The request: Return all entries precisely as they stand, without the images.

--- BEGIN Data lines ---

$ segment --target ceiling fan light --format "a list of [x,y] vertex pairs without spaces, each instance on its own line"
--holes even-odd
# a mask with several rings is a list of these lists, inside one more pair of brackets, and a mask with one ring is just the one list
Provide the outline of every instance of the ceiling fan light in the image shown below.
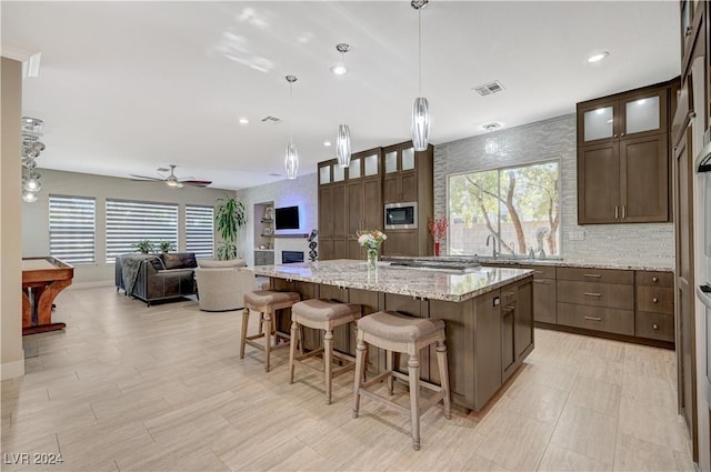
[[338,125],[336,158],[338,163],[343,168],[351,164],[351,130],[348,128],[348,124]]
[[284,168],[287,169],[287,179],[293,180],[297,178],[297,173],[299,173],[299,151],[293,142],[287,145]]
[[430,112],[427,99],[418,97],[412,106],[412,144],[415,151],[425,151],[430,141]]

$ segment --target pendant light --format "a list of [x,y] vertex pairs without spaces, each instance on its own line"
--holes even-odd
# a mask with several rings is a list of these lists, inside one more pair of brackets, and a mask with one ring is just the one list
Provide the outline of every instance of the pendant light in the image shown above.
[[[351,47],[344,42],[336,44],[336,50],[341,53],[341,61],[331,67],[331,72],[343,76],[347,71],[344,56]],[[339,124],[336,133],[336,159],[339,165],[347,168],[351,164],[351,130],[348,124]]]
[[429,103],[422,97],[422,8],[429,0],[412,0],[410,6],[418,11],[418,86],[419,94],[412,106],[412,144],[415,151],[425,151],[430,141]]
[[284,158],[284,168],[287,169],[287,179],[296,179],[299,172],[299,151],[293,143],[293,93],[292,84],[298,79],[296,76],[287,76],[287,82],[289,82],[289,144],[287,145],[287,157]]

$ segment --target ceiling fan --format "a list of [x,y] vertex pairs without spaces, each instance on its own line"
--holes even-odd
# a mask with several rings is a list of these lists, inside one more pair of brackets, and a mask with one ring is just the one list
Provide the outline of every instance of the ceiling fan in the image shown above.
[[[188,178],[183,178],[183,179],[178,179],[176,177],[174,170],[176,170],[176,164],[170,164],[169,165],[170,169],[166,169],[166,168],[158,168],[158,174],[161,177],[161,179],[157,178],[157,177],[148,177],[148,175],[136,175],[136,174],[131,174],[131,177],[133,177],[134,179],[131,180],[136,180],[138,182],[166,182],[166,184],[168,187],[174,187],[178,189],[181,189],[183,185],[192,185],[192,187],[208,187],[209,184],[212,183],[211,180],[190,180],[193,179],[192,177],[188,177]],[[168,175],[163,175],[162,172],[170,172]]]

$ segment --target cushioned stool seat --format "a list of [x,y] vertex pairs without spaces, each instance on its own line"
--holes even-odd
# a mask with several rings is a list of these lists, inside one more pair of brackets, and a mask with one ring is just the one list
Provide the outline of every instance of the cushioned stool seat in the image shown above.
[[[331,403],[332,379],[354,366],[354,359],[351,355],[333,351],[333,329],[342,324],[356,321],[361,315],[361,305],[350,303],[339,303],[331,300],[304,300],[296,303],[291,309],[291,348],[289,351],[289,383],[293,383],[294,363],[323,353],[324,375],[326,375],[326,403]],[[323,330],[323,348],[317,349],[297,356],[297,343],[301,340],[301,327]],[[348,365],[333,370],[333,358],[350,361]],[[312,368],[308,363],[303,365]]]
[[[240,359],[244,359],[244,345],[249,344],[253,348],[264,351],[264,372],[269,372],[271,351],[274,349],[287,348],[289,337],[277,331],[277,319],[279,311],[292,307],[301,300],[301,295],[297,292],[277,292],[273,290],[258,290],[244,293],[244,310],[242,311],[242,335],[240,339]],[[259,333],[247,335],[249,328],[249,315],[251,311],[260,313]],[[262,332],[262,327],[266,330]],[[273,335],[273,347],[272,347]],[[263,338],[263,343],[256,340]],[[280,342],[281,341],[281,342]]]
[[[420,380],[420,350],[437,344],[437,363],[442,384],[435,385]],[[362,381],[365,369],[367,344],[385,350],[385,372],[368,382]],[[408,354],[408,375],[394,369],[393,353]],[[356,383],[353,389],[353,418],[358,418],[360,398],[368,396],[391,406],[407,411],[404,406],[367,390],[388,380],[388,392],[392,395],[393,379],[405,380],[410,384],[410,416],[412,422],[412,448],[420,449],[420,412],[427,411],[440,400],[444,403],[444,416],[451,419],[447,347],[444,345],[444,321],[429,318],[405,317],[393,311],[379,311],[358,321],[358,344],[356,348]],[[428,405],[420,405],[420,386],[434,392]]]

--- END Data lines ---

Worked answer:
$ segment --target ceiling fan light --format "a list of [x,y] vertex pairs without spaces, each instance on its own line"
--holes even-odd
# a mask with several rings is a list of these lists, inside one more pair of brackets, and a mask with one ring is just the one list
Provide the outline of every instance of the ceiling fan light in the image shown below.
[[338,125],[336,158],[338,163],[343,168],[351,164],[351,130],[348,128],[348,124]]
[[284,168],[287,169],[287,179],[293,180],[297,178],[297,173],[299,173],[299,151],[293,142],[287,145]]
[[430,112],[427,99],[418,97],[412,106],[412,144],[415,151],[425,151],[430,141]]

$ segment --target pendant light --format "a list of [x,y] vertex pairs without spaces, each instance on its own line"
--holes even-odd
# a mask with several rings is a list of these lists, inside one more pair of brackets, and a mask with one ring is just the one list
Provide the outline of every instance of the pendant light in the image shown above.
[[[351,47],[344,42],[336,44],[336,50],[341,53],[341,61],[331,67],[331,72],[343,76],[347,71],[344,56]],[[339,124],[336,133],[336,159],[339,165],[347,168],[351,164],[351,130],[348,124]]]
[[429,103],[422,97],[422,8],[429,0],[412,0],[410,6],[418,11],[418,86],[419,94],[412,106],[412,144],[415,151],[425,151],[430,141]]
[[284,158],[284,168],[287,169],[287,179],[296,179],[299,172],[299,151],[293,143],[293,93],[292,84],[298,79],[296,76],[287,76],[287,82],[289,82],[289,144],[287,145],[287,157]]

$ segment --target ceiling fan --format "a list of [x,y] vertex pairs without spaces, each instance on its own line"
--holes even-odd
# a mask with several rings is a list of these lists, inside one more pair of brackets, and a mask with one ring is just the one list
Provide the outline of every instance of the ceiling fan in the image shown above.
[[[188,178],[183,178],[183,179],[178,179],[176,177],[174,170],[176,170],[176,164],[170,164],[169,165],[170,169],[166,169],[166,168],[158,168],[158,174],[161,177],[161,179],[157,178],[157,177],[148,177],[148,175],[136,175],[136,174],[131,174],[131,177],[133,177],[134,179],[131,180],[136,180],[138,182],[166,182],[166,184],[168,187],[174,187],[178,189],[181,189],[183,185],[192,185],[192,187],[208,187],[209,184],[212,183],[211,180],[190,180],[193,179],[192,177],[188,177]],[[168,175],[163,175],[162,172],[170,172]]]

$ segment --target cushioned stool seat --format "a list of [x,y] vertex pairs without spaces, each instance on its own line"
--holes even-odd
# a mask with several rings is a list of these lists, inside one more pair of brackets, and a mask with one ring is just the one list
Provide the outline of every instance of the cushioned stool seat in the image shown above.
[[[331,403],[332,379],[354,366],[354,359],[351,355],[333,351],[333,329],[342,324],[356,321],[361,315],[361,305],[350,303],[339,303],[331,300],[304,300],[296,303],[291,309],[291,348],[289,351],[289,383],[293,383],[294,363],[323,353],[324,375],[326,375],[326,403]],[[323,330],[323,348],[317,349],[297,356],[297,343],[301,340],[301,327]],[[348,365],[333,370],[333,358],[350,361]],[[312,368],[308,363],[303,365]]]
[[[240,359],[244,359],[244,345],[249,344],[253,348],[264,351],[264,372],[269,372],[271,351],[274,349],[287,348],[289,337],[277,331],[277,319],[279,311],[292,307],[301,300],[301,295],[297,292],[277,292],[273,290],[258,290],[244,293],[244,310],[242,311],[242,335],[240,339]],[[259,333],[247,335],[249,328],[249,315],[251,311],[260,313]],[[262,332],[262,327],[266,330]],[[273,335],[273,347],[272,347]],[[263,338],[263,343],[256,340]],[[280,342],[281,341],[281,342]]]
[[[420,380],[420,350],[437,344],[437,363],[442,384],[435,385]],[[362,381],[365,369],[367,344],[385,350],[385,372],[368,382]],[[408,354],[408,375],[394,369],[393,353]],[[356,383],[353,389],[353,418],[358,418],[360,398],[368,396],[391,406],[407,411],[404,406],[367,390],[388,380],[388,392],[392,395],[393,379],[405,380],[410,384],[410,416],[412,422],[412,448],[420,449],[420,412],[427,411],[440,400],[444,403],[444,416],[451,419],[447,347],[444,345],[444,321],[429,318],[405,317],[393,311],[379,311],[358,321],[358,344],[356,348]],[[428,405],[420,405],[420,386],[434,392]]]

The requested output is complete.